* [Aim]: Write out, unchanged, the lines of the material from the line containing "segment **green foliage**, each instance" through the last line, including both ends.

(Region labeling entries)

──────────────────────────────

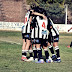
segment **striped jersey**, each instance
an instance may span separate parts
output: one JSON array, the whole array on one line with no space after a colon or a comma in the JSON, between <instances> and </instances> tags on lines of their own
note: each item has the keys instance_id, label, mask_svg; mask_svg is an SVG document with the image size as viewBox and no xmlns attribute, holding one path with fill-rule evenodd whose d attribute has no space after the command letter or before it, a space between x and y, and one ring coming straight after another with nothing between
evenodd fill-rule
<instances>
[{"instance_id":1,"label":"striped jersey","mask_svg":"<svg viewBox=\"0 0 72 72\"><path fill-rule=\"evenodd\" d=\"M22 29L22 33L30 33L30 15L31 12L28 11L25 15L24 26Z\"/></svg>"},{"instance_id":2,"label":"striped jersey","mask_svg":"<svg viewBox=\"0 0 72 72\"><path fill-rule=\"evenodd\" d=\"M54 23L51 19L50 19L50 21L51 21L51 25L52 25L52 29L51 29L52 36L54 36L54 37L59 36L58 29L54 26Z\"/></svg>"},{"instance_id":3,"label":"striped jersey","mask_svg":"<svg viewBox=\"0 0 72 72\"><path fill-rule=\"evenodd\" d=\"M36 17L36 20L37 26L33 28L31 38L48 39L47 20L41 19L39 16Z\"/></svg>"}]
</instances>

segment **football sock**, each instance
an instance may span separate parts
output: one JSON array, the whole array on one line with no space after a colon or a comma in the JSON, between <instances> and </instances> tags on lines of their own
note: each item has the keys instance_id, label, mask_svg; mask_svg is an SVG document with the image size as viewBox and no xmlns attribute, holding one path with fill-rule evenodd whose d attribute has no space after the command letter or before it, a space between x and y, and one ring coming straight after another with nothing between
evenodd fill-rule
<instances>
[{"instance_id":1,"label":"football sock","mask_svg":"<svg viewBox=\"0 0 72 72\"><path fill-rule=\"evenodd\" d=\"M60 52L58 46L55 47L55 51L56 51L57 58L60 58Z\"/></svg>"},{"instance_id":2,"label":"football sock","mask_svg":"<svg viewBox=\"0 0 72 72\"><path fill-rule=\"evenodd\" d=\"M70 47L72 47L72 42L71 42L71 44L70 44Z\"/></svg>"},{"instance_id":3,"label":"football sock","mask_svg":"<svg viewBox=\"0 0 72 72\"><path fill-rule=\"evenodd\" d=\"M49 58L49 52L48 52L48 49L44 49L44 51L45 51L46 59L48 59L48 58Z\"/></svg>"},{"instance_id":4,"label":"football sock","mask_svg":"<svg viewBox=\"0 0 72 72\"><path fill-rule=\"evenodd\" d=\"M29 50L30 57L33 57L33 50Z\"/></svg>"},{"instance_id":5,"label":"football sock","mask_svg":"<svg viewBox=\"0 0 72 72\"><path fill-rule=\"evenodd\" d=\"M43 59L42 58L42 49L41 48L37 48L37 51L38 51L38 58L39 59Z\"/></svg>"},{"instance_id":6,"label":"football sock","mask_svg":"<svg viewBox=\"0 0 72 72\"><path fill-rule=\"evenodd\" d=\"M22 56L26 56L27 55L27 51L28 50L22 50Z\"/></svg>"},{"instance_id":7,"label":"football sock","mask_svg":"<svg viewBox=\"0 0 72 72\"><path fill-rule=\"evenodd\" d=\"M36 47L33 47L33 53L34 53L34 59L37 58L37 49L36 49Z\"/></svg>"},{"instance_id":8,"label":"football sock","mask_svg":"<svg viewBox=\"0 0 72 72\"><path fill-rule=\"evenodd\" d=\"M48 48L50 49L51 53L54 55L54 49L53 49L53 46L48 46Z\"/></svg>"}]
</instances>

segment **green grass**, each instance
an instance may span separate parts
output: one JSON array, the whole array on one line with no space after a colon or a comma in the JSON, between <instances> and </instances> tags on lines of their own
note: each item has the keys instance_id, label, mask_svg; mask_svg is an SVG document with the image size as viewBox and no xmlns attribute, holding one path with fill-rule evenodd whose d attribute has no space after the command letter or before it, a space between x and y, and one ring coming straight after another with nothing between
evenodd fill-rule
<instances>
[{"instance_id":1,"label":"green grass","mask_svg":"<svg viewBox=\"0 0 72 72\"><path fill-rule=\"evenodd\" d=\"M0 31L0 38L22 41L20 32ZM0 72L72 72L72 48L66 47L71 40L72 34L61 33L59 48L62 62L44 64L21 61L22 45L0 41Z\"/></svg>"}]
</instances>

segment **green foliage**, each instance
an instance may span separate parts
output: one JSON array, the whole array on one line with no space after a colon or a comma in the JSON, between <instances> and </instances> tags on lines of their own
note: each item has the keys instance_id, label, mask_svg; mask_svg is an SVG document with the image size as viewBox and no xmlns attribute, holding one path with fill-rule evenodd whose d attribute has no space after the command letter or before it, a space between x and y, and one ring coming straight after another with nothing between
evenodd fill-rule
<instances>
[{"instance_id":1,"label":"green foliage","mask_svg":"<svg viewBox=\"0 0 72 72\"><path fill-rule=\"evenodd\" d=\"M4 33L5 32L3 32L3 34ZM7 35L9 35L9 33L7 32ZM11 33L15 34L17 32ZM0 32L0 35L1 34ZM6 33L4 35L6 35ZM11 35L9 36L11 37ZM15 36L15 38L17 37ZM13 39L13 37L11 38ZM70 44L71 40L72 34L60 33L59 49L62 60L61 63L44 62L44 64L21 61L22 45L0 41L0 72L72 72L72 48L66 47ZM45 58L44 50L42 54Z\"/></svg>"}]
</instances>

──────────────────────────────

* [Finished answer]:
segment **green foliage**, each instance
an instance may span separate parts
output: one JSON array, the whole array on one line with no space after a colon or a comma in the JSON, between <instances> and </instances> tags on lines of their own
note: each item has the keys instance_id, label, mask_svg; mask_svg is an SVG document with the image size as viewBox and no xmlns attribute, holding one path with fill-rule evenodd whose d attribute has no space after the command letter or before it, a space between x and y, and one ring coming straight after another with nothing between
evenodd fill-rule
<instances>
[{"instance_id":1,"label":"green foliage","mask_svg":"<svg viewBox=\"0 0 72 72\"><path fill-rule=\"evenodd\" d=\"M4 33L5 32L3 32L3 34ZM7 35L9 35L9 33L7 32ZM11 33L15 34L17 32ZM0 32L0 35L1 34ZM6 33L4 35L6 35ZM11 35L9 36L11 37ZM15 36L15 38L17 37ZM13 39L13 37L11 38ZM70 44L71 40L72 34L60 33L59 49L62 60L61 63L44 62L44 64L21 61L22 45L0 41L0 72L72 72L72 48L66 47ZM45 58L44 50L42 54Z\"/></svg>"}]
</instances>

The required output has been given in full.